[REQUIRED TASKS]
1. Repeat the part of the plague microbe article starting with "Many scientists are" and going on through "and other mammals.".
2. In the plague microbe article, why does Yersinia pseudotuberculosis have trouble reaching a new host after it infects a flea? Answer in one to three sentences.

[EXTRACT PROVIDED]
══════════
- Not Exactly Rocket Science
How The Plague Microbe Gave Fleas A Chance
There’s a disease called Far East scarlet-like fever, or Izumi fever. It is caused by a bacterium called Yersinia pseudotuberculosis, which people can catch through contaminated food or water. Its symptoms are usually gentle: fever; stomach pains; nothing worse than a case of appendicitis.
But sometime between 1,500 and 6,400 years ago, this mild-mannered microbe started to change. One particular lineage picked up new genes, while silencing some of its existing ones. It gained the ability to spread via the bites of fleas, and started causing more lethal symptoms. It became what we now call Yersinia pestis—the cause of plague. Three times over, this microbe has swept the world in lethal epidemics including the infamous Black Death, which killed upwards of 75 million people in the 14th century. What a difference a few millennia of evolution can make.
Many scientists are now trying to understand the changes that transformed Y.pseudotuberculosis into its darker, deadlier offshoot. Joseph Hinnebusch from the National Institutes of Health is particularly intrigued by Y.pestis’s ability to hitchhike in fleas—an ability that its ancestor lacks, and one that assuredly contributed to its spread between humans and other mammals.
When Y.pseudotuberculosis infects a flea, it colonises the very end of the insect’s digestive system, where it can’t easily reach a new host. But Y.pestis does something different. Earlier this year, Hinnebusch found that this bacterium gained a gene that allowed it to grow further up the flea’s digestive tract. It also lost three genes that normally restrain it from growing into thick colonies called biofilms.
══════════
Stored items from a collection:

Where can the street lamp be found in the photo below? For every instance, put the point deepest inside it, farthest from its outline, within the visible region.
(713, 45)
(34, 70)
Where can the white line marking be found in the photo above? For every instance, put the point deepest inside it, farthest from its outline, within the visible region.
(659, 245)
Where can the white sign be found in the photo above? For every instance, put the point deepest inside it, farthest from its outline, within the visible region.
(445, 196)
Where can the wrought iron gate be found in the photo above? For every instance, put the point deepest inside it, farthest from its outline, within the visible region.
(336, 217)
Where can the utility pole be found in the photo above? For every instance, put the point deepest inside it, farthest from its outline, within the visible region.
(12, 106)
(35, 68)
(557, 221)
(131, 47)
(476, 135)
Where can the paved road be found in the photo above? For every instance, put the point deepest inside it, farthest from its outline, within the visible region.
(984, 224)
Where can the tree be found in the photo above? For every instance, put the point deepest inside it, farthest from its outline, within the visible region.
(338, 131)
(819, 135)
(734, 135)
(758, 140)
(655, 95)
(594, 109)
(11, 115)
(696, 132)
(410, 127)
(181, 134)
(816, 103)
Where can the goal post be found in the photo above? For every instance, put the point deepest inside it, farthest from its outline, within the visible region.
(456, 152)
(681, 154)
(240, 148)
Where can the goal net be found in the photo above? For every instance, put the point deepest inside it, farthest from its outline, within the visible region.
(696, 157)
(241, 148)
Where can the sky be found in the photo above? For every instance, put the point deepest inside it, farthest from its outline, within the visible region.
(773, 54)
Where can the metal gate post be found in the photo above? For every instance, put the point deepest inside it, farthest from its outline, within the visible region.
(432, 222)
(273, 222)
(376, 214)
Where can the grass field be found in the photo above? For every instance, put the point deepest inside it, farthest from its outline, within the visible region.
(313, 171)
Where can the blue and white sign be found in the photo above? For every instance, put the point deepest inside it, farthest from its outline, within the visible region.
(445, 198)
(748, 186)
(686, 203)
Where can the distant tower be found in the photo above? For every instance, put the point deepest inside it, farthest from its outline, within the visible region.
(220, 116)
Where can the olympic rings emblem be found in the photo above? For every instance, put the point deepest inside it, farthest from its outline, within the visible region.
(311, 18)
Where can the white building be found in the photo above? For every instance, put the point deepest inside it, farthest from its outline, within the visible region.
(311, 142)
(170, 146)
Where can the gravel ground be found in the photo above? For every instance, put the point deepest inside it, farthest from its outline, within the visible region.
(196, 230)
══════════
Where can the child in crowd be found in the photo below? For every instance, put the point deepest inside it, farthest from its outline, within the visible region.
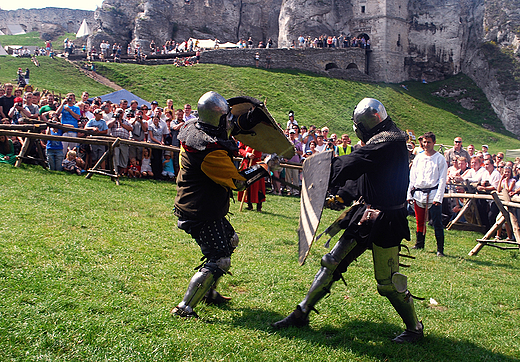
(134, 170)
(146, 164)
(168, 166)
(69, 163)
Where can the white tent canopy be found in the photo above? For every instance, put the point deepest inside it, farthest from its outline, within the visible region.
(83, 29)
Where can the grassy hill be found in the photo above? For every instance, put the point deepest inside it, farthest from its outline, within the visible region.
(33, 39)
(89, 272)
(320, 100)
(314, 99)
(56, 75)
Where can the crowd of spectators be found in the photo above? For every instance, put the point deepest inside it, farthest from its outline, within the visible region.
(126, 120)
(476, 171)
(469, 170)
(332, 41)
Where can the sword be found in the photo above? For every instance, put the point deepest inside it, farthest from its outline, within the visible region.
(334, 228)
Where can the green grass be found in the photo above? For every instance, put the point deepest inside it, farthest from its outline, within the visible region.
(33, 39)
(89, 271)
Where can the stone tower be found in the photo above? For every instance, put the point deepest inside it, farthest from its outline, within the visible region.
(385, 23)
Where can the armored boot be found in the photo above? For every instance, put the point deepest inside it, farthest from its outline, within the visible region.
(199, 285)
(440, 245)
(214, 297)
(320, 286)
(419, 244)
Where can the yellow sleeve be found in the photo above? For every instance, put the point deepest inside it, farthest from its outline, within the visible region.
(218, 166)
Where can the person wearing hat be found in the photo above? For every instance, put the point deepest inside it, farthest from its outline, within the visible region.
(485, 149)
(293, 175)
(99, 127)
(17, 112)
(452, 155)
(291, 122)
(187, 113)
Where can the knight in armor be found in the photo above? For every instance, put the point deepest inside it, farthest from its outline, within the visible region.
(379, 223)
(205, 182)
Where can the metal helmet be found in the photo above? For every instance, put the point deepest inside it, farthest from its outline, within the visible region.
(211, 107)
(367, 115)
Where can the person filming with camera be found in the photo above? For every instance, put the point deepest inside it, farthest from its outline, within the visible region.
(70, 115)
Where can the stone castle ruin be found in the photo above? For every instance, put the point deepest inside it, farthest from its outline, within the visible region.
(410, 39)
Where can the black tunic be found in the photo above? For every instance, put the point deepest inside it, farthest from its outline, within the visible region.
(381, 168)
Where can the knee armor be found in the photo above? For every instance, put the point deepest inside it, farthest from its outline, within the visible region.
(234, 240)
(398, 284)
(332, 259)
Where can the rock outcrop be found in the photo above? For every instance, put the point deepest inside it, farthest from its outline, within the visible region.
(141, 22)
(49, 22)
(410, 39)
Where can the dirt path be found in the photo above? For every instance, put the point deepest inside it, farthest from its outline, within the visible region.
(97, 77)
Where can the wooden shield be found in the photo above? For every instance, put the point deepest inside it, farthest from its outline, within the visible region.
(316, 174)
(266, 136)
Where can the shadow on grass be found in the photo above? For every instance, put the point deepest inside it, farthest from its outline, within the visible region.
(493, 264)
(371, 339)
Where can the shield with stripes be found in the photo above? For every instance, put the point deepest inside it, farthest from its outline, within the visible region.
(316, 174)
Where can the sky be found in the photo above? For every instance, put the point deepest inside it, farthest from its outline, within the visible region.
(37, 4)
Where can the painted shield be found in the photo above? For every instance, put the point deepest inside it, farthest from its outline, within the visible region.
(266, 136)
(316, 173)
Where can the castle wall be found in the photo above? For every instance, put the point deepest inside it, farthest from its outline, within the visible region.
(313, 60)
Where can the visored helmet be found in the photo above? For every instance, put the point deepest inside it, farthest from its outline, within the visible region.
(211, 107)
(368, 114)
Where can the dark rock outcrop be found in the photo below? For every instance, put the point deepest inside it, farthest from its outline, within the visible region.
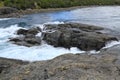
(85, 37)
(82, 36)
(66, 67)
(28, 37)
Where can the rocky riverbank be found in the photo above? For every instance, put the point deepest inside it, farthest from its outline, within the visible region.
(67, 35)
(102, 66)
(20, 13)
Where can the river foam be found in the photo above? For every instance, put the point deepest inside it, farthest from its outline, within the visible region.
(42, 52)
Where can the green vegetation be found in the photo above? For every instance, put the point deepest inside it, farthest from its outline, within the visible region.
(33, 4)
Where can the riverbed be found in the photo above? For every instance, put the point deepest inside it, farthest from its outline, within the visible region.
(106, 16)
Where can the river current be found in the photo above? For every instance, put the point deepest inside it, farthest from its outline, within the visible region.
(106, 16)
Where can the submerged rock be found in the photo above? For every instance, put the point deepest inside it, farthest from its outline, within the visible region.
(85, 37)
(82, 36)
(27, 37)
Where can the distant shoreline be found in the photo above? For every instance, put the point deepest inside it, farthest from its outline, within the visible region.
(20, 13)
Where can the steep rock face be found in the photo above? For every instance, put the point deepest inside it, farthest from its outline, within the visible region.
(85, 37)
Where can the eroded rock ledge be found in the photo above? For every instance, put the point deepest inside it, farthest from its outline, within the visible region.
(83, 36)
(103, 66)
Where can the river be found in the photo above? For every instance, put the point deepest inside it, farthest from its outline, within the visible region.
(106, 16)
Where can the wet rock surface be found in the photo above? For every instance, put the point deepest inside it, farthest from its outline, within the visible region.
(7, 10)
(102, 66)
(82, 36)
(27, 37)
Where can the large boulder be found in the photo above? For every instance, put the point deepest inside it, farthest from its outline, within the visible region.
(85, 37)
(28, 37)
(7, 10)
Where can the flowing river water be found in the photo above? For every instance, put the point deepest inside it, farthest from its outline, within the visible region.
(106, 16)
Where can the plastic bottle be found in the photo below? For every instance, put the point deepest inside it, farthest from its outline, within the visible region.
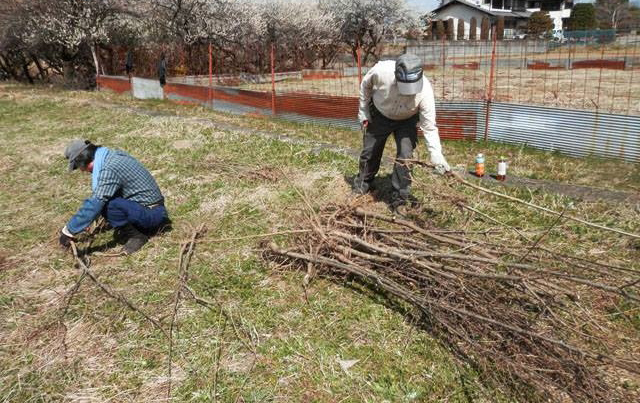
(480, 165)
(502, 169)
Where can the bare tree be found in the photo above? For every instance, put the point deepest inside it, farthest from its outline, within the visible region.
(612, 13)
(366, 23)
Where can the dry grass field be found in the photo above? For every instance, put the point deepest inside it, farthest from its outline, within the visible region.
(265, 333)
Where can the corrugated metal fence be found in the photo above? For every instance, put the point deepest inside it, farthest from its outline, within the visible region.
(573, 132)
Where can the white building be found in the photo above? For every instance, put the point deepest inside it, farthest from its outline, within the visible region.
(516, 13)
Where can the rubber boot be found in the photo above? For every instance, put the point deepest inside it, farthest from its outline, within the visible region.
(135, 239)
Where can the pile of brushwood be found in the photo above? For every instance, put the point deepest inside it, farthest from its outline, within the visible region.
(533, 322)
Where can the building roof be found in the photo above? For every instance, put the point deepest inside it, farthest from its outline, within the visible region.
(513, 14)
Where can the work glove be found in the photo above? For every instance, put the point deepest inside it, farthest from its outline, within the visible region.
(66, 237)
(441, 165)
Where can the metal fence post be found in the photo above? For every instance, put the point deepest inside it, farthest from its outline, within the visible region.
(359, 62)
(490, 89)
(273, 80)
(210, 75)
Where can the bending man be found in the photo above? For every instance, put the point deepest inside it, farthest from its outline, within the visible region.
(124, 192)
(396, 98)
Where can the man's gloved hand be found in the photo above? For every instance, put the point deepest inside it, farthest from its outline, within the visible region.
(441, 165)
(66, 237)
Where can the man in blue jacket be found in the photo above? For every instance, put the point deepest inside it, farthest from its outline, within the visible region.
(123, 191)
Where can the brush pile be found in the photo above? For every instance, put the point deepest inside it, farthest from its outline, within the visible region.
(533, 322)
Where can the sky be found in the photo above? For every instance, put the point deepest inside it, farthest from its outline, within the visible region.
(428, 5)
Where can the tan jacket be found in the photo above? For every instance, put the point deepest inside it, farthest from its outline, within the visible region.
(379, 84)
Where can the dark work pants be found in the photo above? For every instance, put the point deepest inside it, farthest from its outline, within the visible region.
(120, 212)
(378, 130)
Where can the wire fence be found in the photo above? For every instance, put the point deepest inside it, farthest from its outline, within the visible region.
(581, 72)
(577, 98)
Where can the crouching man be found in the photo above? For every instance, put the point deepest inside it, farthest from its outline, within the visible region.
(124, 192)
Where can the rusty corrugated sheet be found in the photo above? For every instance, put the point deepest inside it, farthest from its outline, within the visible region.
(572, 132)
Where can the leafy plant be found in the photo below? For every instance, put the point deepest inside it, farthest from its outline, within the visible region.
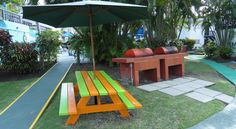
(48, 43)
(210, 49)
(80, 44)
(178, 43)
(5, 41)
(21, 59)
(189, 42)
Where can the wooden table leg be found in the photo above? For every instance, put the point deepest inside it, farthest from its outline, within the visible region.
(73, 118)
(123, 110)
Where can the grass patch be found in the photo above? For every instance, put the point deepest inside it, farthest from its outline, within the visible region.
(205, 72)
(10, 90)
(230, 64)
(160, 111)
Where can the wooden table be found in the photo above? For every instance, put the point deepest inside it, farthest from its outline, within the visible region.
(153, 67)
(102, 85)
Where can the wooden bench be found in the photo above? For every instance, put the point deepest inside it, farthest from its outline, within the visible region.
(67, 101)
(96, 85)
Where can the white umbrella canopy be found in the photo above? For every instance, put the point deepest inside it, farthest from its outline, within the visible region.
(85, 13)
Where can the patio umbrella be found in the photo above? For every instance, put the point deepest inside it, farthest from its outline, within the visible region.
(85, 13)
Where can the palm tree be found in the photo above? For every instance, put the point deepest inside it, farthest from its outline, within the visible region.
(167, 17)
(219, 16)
══════════
[SOLUTIONS BELOW]
1.
Many scientists are now trying to understand the changes that transformed Y.pseudotuberculosis into its darker, deadlier offshoot. Joseph Hinnebusch from the National Institutes of Health is particularly intrigued by Y.pestis’s ability to hitchhike in fleas—an ability that its ancestor lacks, and one that assuredly contributed to its spread between humans and other mammals.

2. Yersinia pseudotuberculosis colonizes the very end of the flea's digestive system. From there it can't easily reach a new host.